Task details> Look for the line containing "In this exercise you will spot each instance of the white" in the listing below. Retype that line and every subsequent line through the last one, and only those.

[Entries from a dataset]

[START]

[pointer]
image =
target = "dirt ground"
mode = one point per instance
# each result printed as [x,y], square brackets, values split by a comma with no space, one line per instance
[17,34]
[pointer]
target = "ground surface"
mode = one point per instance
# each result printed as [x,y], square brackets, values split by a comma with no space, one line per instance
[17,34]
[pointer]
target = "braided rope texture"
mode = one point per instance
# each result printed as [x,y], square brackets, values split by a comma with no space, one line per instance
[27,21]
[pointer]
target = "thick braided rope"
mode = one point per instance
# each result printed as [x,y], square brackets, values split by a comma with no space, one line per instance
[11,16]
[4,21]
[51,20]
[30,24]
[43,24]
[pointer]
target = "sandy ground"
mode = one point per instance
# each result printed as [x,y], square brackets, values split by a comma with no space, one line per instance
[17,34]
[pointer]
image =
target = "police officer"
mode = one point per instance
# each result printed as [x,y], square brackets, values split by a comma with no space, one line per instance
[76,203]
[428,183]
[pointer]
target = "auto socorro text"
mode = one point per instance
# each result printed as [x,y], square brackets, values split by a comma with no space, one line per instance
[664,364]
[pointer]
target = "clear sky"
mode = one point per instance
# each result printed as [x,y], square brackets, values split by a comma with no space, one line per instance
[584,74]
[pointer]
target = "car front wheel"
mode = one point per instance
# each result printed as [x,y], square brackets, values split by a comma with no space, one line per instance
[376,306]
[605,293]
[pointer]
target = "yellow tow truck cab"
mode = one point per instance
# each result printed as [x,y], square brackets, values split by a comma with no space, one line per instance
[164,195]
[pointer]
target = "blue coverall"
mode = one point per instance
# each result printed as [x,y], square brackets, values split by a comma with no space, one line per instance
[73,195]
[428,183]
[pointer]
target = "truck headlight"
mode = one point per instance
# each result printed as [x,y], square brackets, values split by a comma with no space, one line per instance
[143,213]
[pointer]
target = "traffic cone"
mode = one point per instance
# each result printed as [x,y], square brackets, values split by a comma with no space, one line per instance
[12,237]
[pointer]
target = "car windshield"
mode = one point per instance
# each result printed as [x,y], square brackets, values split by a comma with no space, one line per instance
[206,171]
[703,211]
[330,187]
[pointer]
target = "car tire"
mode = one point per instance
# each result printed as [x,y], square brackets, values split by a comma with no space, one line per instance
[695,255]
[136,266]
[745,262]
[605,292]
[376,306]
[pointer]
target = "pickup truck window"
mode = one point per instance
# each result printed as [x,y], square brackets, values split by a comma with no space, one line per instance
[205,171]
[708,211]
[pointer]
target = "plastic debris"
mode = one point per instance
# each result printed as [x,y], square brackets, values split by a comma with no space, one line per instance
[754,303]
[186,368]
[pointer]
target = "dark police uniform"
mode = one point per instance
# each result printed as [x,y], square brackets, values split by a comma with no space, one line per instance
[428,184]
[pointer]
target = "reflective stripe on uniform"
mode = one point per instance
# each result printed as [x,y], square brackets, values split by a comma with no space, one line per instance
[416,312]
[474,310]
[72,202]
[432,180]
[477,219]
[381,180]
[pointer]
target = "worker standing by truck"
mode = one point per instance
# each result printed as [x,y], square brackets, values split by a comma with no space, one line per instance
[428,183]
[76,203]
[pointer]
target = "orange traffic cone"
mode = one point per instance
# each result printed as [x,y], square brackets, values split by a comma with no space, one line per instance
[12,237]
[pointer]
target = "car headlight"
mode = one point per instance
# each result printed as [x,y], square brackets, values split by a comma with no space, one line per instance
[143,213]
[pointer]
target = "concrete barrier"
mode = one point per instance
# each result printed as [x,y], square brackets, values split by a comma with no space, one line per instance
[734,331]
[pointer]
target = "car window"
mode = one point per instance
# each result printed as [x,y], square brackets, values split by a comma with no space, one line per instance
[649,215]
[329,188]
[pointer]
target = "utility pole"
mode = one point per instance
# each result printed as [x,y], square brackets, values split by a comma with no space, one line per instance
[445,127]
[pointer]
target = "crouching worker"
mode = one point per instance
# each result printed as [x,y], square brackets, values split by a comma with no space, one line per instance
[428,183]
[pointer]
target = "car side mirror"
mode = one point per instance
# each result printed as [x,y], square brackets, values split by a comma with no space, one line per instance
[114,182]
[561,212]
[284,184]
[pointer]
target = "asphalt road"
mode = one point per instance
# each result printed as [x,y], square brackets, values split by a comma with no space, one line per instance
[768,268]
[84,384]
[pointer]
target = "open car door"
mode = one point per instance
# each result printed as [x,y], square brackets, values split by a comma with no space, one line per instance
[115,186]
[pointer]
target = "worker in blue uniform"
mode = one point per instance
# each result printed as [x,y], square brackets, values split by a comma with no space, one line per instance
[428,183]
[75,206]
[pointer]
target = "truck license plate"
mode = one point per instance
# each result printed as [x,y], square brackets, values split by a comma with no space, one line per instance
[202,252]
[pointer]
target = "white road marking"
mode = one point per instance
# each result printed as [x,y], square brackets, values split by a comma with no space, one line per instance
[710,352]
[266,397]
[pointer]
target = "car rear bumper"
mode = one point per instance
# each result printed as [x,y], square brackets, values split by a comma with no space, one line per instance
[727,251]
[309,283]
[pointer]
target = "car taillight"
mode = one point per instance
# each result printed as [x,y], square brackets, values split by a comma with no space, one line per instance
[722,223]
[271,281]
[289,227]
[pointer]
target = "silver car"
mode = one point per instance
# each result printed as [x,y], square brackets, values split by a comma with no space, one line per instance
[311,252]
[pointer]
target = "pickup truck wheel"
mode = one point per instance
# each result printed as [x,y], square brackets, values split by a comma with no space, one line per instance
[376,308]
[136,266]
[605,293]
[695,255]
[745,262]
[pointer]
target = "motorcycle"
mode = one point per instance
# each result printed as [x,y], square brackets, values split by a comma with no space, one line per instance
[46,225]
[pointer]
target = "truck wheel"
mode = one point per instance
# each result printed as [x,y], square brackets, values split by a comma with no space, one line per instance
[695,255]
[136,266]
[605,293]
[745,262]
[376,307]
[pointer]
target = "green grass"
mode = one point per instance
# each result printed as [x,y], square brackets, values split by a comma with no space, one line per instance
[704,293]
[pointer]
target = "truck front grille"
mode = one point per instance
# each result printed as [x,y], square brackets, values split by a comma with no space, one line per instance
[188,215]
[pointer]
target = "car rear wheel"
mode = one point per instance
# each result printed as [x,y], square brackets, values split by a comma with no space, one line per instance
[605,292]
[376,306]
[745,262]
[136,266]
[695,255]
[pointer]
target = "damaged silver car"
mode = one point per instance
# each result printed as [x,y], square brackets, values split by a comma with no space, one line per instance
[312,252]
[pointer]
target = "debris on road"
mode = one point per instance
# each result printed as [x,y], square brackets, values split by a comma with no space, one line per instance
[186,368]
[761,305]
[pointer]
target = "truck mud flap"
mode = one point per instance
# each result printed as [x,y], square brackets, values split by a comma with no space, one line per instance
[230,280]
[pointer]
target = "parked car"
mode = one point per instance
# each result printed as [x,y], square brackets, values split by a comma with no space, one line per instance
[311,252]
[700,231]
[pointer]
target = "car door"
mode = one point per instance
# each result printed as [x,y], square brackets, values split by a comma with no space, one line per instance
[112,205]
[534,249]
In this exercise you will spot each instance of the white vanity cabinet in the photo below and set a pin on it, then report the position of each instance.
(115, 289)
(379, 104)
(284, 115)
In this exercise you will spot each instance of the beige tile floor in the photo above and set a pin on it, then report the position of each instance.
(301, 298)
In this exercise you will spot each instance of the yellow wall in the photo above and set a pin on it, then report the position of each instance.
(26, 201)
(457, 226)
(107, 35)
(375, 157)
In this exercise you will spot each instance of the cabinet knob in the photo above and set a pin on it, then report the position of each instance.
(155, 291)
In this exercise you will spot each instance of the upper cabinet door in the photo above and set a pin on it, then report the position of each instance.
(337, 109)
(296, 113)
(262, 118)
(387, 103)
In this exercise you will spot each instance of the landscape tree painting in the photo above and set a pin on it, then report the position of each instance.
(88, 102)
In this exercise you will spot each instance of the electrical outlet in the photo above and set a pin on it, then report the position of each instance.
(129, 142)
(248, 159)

[END]

Answer to this task>
In this exercise you will spot each instance of the white vanity cabinet in the photo below and set a pin on it, then report the position of each instance.
(115, 289)
(379, 104)
(284, 115)
In this exercise you will spot each instance of the beige tile floor in the photo above and set a pin on it, then report the position of each instance.
(301, 298)
In this exercise you will spot each instance of the yellow wall in the photo above and set a pin on it, then report the position of each instance.
(26, 201)
(457, 226)
(107, 35)
(375, 157)
In this exercise you will spot each instance of the cabinet knob in the photo above and set a pin on it, then report the position of each instance.
(155, 291)
In this exercise you will spot each instance of the upper cabinet door in the photo above and set a pin on it, then report the position of each instance.
(337, 109)
(296, 113)
(262, 118)
(387, 103)
In this exercise you will spot each instance of the landscape tree painting in the photo above and set a pin on it, then report the position of each instance.
(88, 102)
In this exercise you will spot each instance of the electrical outlet in the photo above and set a pin on it, then report the position of each instance.
(129, 142)
(248, 159)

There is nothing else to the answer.